[[ Information supplied open ]]

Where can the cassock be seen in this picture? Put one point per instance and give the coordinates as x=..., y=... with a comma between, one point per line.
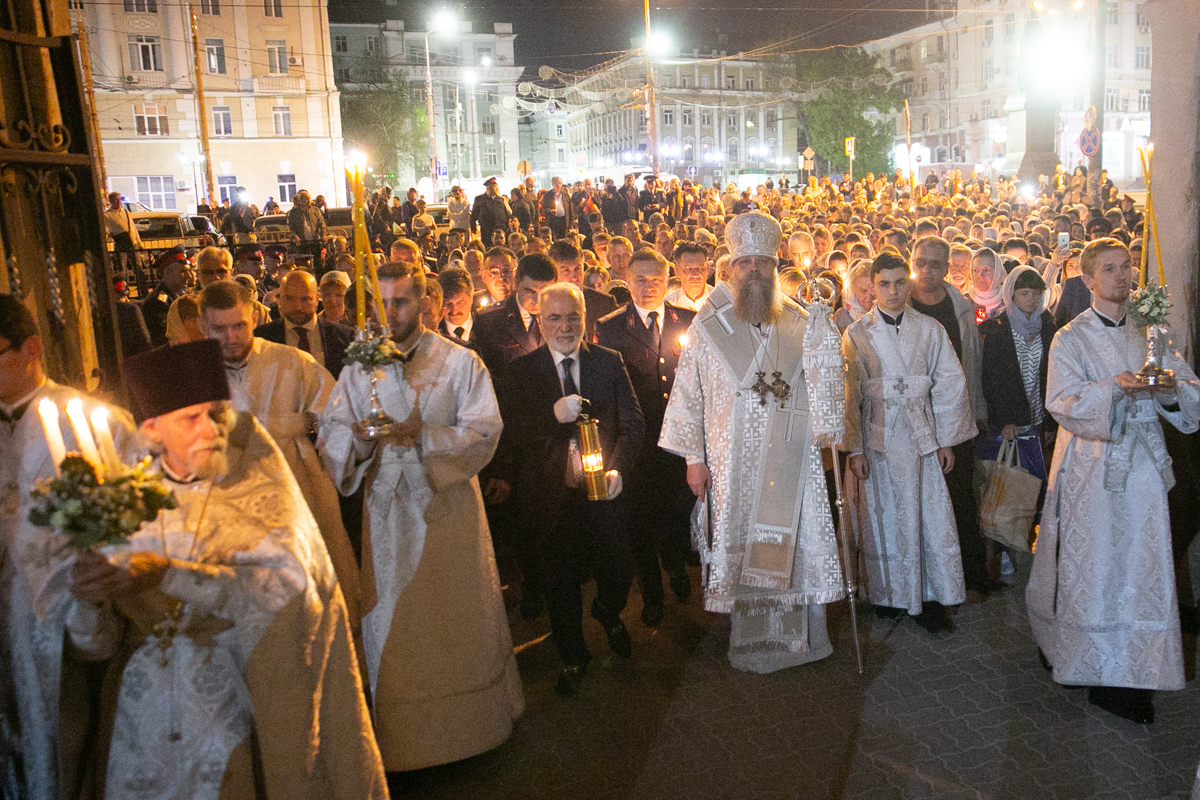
x=906, y=396
x=258, y=684
x=439, y=655
x=1102, y=593
x=287, y=390
x=772, y=560
x=42, y=684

[[ Information supplied closed ]]

> **Aim of the exercise**: After removing each picture, print the entries above exactly as they were.

> **Worked solution**:
Where can the cassock be seen in this picture? Put one point per instance and give the coordinates as x=..., y=... with a comma between, one point per line.
x=906, y=396
x=258, y=684
x=439, y=655
x=1102, y=593
x=287, y=390
x=772, y=560
x=42, y=684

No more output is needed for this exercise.